▶ [Texte source]:

============

Publié le: 9 mars 2018

Incitation au lieu de coercition

discrimination salariale – L’économie ne doit pas les favoriser, affirme le conseiller aux États Joachim Eder (PLR/ZG). Le sénateur zougois rejette catégoriquement la police des salaires.

Journal des arts et métiers: Dans quelle mesure les inégalités salariales sont-elles aujourd’hui un problème dans l’économie suisse?

n Joachim Eder: L’égalité hommes-femmes est une préoccupation importante de la population suisse, que je partage pleinement. Mais pour parvenir à l’égalité, comme dans tout sujet politique, les objectifs doivent être atteints par le biais d’incitations et de mesures volontaires, et non par contrainte gouvernementale ou réglementation rigide. L’économie suisse s’est nettement améliorée ces dernières années. Et dans ce laps de temps, les écarts salariaux se sont réduits régulièrement. Ils pourraient l’être encore davantage par des mesures ciblées visant à concilier vie professionnelle et familiale. Ce serait bien plus judicieux que d’adopter une loi bureaucratique. Par exemple, les disparités salariales existantes peuvent être combattues efficacement en augmentant davantage les taux d’emploi des femmes et en augmentant le nombre de femmes dans les métiers à prédominance masculine. Sans de tels efforts, les progrès réalisés ces dernières années en 
matière d’égalité salariale dans l’économie suisse risquent de stagner.

============

▶ [Items enregistrés]:
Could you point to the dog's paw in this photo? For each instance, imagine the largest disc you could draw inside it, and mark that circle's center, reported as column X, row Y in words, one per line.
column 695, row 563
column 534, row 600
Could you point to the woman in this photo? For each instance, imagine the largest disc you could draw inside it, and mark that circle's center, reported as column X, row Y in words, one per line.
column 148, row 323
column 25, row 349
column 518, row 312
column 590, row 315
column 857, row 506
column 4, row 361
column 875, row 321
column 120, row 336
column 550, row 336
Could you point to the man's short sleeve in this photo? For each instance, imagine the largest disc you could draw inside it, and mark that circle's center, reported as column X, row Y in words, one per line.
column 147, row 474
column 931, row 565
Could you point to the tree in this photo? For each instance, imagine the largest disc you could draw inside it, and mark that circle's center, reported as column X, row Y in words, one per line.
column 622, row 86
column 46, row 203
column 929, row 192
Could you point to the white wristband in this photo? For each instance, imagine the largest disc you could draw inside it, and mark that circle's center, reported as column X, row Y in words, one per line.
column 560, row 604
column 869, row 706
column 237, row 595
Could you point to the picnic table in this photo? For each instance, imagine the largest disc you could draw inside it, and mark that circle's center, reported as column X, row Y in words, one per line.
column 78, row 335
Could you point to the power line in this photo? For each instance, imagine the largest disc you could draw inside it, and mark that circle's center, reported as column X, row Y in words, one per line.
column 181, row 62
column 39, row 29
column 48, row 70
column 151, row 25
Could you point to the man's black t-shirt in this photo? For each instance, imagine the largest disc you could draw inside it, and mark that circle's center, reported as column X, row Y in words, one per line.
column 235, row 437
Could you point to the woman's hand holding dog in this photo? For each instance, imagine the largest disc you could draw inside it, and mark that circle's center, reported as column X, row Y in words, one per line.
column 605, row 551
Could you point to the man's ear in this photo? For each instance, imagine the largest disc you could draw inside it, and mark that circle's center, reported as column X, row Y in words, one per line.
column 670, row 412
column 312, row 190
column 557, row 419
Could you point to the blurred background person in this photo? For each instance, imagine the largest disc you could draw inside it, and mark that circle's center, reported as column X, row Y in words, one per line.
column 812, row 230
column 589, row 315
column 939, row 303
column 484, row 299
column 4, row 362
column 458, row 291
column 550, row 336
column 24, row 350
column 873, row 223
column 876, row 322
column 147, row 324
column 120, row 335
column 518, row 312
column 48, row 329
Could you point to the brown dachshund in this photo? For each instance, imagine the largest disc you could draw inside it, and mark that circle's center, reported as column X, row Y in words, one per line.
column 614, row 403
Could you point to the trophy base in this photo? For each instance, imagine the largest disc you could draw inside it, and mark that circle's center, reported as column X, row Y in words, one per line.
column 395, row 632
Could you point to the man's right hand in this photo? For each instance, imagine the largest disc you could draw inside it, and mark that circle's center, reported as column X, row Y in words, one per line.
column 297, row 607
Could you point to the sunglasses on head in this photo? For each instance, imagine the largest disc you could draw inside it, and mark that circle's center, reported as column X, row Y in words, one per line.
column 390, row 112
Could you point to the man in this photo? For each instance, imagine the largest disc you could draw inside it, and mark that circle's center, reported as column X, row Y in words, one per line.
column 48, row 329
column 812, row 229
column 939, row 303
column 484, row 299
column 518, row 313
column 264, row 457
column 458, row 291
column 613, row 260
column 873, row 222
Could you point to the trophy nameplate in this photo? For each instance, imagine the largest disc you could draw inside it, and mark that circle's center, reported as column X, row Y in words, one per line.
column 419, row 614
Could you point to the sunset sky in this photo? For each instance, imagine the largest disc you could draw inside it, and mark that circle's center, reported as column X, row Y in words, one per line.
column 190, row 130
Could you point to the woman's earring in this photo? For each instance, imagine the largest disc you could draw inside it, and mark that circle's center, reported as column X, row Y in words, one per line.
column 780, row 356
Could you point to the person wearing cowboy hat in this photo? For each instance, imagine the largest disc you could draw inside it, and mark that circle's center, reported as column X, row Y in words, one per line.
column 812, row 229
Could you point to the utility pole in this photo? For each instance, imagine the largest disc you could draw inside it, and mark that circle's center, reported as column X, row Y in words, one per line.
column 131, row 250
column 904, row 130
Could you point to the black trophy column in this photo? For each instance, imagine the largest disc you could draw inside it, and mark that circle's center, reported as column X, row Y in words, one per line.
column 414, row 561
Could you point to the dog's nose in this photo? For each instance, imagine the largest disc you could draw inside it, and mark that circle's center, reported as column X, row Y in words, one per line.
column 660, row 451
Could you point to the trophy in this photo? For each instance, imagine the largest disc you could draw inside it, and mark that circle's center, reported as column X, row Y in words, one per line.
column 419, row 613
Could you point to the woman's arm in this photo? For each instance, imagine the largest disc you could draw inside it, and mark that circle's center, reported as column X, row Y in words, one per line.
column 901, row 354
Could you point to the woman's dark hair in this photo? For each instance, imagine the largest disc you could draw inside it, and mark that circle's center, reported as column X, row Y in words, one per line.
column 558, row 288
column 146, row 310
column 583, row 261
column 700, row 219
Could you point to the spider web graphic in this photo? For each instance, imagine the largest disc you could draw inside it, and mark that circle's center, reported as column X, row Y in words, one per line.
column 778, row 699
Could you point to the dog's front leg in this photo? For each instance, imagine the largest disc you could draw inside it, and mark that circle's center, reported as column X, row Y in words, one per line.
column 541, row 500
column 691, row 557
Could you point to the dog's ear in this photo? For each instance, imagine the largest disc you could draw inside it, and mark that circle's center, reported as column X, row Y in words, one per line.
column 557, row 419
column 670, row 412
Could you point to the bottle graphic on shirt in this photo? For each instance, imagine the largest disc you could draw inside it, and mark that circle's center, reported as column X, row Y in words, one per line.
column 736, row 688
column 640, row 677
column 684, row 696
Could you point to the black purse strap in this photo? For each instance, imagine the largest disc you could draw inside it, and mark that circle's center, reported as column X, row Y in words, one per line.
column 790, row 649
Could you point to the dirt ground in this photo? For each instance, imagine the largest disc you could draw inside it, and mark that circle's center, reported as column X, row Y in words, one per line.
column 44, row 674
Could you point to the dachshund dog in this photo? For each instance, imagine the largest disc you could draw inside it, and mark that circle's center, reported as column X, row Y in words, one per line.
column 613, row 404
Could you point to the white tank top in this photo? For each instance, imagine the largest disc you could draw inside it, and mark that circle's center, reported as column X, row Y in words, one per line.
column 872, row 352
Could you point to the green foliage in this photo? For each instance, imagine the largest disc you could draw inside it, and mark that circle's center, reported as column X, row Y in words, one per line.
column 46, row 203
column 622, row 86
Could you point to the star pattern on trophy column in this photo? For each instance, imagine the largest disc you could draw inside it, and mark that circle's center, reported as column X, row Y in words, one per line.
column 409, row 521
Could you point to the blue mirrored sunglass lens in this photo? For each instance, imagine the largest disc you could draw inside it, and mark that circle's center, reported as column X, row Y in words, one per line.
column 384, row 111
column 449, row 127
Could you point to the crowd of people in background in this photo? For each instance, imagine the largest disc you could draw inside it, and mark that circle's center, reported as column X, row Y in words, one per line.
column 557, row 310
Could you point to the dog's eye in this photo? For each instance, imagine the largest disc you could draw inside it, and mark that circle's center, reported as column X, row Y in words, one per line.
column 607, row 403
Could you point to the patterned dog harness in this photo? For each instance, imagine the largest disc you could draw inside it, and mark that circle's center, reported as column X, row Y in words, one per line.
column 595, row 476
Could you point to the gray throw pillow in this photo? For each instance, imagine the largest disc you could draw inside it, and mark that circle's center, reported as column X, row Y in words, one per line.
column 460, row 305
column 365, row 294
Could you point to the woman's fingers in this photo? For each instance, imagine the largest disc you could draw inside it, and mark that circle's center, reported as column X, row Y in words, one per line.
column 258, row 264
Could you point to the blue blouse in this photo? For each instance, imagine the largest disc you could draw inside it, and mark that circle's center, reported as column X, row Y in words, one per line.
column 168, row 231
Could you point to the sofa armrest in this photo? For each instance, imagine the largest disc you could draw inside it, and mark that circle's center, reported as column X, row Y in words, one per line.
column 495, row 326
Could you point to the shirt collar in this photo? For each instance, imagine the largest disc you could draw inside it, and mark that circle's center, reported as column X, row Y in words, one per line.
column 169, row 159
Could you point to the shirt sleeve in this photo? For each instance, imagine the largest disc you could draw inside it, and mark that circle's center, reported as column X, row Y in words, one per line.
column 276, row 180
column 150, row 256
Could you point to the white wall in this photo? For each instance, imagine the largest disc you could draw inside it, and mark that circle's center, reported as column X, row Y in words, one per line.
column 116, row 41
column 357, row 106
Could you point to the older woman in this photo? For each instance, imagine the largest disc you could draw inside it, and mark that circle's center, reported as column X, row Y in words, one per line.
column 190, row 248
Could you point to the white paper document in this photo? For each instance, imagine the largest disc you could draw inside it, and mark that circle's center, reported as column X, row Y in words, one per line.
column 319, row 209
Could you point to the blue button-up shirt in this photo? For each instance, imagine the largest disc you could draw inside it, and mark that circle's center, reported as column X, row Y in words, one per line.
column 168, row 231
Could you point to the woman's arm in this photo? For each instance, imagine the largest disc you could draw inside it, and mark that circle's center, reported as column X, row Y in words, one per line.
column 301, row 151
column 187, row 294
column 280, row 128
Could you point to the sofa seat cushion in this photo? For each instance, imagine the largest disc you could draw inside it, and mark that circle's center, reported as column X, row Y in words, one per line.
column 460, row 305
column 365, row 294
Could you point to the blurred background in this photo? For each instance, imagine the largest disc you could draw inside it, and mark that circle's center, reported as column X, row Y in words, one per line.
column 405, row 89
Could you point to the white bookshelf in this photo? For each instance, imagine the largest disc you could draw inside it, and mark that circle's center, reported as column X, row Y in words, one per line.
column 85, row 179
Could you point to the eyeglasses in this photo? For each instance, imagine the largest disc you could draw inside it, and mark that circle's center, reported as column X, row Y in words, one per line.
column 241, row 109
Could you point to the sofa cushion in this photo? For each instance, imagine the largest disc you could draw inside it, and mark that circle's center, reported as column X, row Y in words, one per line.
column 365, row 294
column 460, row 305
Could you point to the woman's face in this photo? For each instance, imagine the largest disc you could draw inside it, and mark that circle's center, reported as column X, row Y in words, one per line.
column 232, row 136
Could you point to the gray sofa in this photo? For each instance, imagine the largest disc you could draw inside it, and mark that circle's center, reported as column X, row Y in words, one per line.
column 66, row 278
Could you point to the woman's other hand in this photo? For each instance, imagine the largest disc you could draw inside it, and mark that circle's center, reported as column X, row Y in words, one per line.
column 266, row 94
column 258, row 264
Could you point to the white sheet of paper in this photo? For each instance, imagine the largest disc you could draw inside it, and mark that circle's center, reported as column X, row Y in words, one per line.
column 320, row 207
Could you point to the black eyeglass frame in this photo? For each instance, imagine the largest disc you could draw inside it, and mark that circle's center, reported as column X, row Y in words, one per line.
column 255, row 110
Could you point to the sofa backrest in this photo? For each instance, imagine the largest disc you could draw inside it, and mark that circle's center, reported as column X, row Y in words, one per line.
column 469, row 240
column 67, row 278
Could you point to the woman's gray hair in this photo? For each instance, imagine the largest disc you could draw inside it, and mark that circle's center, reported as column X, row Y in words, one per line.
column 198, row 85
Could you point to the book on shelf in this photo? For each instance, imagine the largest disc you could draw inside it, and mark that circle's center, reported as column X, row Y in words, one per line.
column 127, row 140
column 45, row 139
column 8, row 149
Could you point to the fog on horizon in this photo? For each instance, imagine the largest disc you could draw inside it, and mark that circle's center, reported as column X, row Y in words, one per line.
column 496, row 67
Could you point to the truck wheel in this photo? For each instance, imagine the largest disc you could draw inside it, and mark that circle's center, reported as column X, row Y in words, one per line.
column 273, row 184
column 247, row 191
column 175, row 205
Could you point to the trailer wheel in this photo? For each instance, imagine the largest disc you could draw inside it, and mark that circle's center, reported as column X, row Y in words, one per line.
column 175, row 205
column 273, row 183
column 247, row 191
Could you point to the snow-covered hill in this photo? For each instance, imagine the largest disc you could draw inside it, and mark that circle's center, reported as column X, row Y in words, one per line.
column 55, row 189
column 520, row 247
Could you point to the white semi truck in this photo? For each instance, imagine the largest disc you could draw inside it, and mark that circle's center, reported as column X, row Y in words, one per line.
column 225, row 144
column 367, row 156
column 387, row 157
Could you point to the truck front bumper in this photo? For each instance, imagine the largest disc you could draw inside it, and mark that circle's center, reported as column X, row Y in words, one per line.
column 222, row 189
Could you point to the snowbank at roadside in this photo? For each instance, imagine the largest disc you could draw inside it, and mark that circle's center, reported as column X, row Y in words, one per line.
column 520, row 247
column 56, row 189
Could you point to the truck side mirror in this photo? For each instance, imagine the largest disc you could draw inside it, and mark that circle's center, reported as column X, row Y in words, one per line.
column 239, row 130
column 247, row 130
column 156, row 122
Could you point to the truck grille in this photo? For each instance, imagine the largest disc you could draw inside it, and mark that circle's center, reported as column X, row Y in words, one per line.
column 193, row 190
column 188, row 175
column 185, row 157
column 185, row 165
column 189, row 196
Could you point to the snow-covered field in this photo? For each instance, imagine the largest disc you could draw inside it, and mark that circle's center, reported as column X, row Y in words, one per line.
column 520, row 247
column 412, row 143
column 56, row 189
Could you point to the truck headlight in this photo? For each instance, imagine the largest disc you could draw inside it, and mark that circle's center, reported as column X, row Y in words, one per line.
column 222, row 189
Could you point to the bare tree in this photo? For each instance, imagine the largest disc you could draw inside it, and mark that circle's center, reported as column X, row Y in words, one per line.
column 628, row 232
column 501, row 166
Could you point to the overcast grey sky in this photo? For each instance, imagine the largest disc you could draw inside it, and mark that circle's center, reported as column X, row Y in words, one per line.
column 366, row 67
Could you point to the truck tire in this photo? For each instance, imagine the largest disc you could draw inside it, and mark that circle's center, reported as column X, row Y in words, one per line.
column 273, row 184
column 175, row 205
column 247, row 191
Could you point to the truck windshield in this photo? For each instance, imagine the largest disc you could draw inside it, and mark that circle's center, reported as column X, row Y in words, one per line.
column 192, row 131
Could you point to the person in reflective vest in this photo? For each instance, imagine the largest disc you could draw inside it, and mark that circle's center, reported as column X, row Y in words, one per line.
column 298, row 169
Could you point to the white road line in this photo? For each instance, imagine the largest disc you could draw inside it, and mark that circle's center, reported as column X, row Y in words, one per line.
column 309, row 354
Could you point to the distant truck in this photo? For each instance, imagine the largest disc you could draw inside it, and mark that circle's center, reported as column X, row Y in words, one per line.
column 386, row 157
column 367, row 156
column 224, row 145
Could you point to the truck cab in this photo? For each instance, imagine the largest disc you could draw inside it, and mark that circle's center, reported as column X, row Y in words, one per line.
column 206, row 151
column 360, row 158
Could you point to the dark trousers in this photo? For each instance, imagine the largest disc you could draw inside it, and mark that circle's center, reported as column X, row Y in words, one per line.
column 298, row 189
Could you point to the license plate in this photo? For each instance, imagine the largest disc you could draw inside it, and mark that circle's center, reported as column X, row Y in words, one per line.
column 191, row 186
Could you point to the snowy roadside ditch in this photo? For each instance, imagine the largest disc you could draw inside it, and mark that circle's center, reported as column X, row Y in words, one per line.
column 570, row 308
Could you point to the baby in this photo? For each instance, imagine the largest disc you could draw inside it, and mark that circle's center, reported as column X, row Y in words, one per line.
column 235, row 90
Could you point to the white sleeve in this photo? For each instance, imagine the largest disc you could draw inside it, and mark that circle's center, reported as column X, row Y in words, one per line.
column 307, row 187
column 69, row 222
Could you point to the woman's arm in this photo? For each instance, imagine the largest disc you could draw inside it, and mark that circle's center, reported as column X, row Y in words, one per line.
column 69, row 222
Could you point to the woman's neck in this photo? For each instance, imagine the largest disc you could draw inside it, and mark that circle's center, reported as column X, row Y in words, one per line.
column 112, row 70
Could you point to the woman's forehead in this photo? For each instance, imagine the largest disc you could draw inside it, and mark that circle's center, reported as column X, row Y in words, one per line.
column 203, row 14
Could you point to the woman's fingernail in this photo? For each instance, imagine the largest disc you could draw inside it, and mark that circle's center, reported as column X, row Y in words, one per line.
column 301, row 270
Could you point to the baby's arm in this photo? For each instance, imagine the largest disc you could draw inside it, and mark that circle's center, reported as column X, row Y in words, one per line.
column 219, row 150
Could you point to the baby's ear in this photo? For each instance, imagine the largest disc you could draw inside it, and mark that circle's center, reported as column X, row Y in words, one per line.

============

▶ [Consignes]:
[1] Extrayez de l'entretien sur l'égalité salariale le passage qui s'ouvre sur les mots contenant "Publié le: 9" et se clôt sur "police des salaires.".
[2] Prolongez l'entretien sur l'égalité salariale à partir de l'endroit où il s'arrête.
Les items n'interviennent pas dans ce travail.

▶ [Corrigé]:
[1]
Publié le: 9 mars 2018

Incitation au lieu de coercition

discrimination salariale – L’économie ne doit pas les favoriser, affirme le conseiller aux États Joachim Eder (PLR/ZG). Le sénateur zougois rejette catégoriquement la police des salaires.

[2]
«UNE MAJORITÉ D’ENTREPRISES ONT DEPUIS LONGTEMPS FAIT LEURS DEVOIRS.»

Le débat salarial marque une distinction entre les différences salariales explicables et inexplicables. Cependant, le message du Conseil fédéral fait état d’une tendance à la réduction des écarts de salaires inexplicables. Pourquoi avons-nous besoin d’une nouvelle loi?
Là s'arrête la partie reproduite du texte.